● Your assignment
Copy everything from "It was also" down to "lots of fun." in the text, swapping "log hut" for "cottage".

1939 Glenn Miller recording on RCA Bluebird, B-10286-A

1953 sheet music cover from the film The Glenn Miller Story, Lew Music, New York

In 1939, Glenn Miller and His Orchestra released a hit version of the song on RCA Bluebird, as an A side 78 single, B-10286-A, in a new arrangement by Bill Finegan backed with "Pavanne". The recording was an early chart hit for Glenn Miller. The song was performed in Glenn Miller's Carnegie Hall concert that year and became a staple of the Glenn Miller Orchestra repertoire, and a classic of the Big Band era.

The personnel on the Glenn Miller recording: Saxes: Hal McIntyre, Tex Beneke, Wilbur Schwartz, Stanley Aronson, Al Klink; Trumpets: Bob Price, R. D. McMickle, Legh Knowles; Trombones: Glenn Miller, Paul Tanner, Al Mastren; Piano: Chummy MacGregor; String Bass: Rowland Bundock; Guitar: Allen Reuss; Drums: Moe Purtill.

The song was featured in and was central to the plot of the 1954 Universal Pictures film biography The Glenn Miller Story starring James Stewart and June Allyson. The Universal International Orchestra under the direction of Joseph Gershenson released a recording of the song from The Glenn Miller Story soundtrack as a single backed with "A String of Pearls" on Decca Records in the U.S. and on Brunswick Records in the UK in 1954.

==Other versions==

Subsequently, in 1946 it was recorded by the accordionist John Serry Sr. and the guitarist Tony Mottola with the noted Joe Biviano Accordion & Rhythm Sextette for Sonora records. A copy of the recording Accordion Capers (Sonora, MS-476) has been archived within the permanent collection of the Smithsonian Institution's National Museum of American History.

It was also sung by Carl "Alfalfa" Switzer and Harold "Slim" Switzer in an Our Gang (Little Rascals) short.

==Lyrics==
The song's lyrics are about a man and his wife and their hard life due to alcoholism. The tone and tune, however, are bright and cheerful, indicating the irony of the singer not knowing his degraded condition. The first verse of the song is:

My wife and I live all alone,
In a little log hut, we called our own
She loved gin, and I loved rum
I tell you what we'd lots of fun.

In the 1948 Famous Studios Screen Song animated short titled "Little Brown Jug", a "bouncing ball" cartoon, it is sung with the music credited to Winston Sharples and entirely new lyrics by Buddy Kaye.

==Other recordings==
The song has been recorded by the following performers in addition to those listed above:

- Joe Biviano, his Accordion and Rhythm Sextette including John Serry and Tony Mottola released a recording of the song as a 78 on Sonora Records.

Sang by Ann Sheridan in the 1939 film Dodge City.

● Entries provided
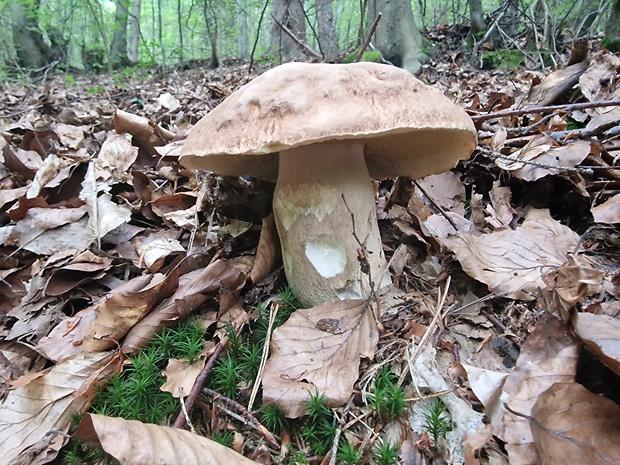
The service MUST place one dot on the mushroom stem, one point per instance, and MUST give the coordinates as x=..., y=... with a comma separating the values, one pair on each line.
* * *
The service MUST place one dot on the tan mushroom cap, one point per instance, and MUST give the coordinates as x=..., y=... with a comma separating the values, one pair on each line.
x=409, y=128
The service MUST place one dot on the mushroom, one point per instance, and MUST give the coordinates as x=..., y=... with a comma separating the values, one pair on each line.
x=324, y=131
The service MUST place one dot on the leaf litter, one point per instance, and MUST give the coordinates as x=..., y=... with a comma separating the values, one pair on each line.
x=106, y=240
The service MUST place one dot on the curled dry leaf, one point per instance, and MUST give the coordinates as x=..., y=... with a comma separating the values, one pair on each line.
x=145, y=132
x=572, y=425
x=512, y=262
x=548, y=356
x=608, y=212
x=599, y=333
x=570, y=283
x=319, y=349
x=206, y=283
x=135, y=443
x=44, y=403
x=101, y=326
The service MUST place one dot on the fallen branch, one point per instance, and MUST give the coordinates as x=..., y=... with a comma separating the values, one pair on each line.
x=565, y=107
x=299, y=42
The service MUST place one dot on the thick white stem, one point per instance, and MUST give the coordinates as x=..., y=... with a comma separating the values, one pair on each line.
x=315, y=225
...
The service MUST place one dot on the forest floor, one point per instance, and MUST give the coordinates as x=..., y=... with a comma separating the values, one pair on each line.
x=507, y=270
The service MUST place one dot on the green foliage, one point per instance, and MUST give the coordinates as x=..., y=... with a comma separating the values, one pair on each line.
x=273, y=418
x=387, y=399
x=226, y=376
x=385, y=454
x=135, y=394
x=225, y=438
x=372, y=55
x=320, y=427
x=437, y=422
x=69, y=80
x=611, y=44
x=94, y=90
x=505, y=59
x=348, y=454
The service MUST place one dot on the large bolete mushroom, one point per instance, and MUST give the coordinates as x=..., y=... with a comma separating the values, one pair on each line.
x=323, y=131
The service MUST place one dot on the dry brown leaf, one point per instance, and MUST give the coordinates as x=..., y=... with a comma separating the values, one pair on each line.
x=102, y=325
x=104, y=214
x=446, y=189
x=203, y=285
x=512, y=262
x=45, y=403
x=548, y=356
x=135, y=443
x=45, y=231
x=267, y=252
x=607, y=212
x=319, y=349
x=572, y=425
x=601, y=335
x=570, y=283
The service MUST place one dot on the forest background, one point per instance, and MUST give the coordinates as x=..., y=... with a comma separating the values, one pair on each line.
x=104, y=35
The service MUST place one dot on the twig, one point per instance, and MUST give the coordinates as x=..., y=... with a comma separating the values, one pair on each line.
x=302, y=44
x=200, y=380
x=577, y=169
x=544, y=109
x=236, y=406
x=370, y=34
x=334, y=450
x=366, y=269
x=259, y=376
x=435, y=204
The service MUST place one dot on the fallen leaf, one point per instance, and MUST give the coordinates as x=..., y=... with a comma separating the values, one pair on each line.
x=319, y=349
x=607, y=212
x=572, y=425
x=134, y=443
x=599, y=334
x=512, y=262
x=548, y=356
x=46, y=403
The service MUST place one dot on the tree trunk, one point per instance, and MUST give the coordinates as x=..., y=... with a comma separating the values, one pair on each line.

● Task result
It was also sung by Carl "Alfalfa" Switzer and Harold "Slim" Switzer in an Our Gang (Little Rascals) short.

==Lyrics==
The song's lyrics are about a man and his wife and their hard life due to alcoholism. The tone and tune, however, are bright and cheerful, indicating the irony of the singer not knowing his degraded condition. The first verse of the song is:

My wife and I live all alone,
In a little cottage, we called our own
She loved gin, and I loved rum
I tell you what we'd lots of fun.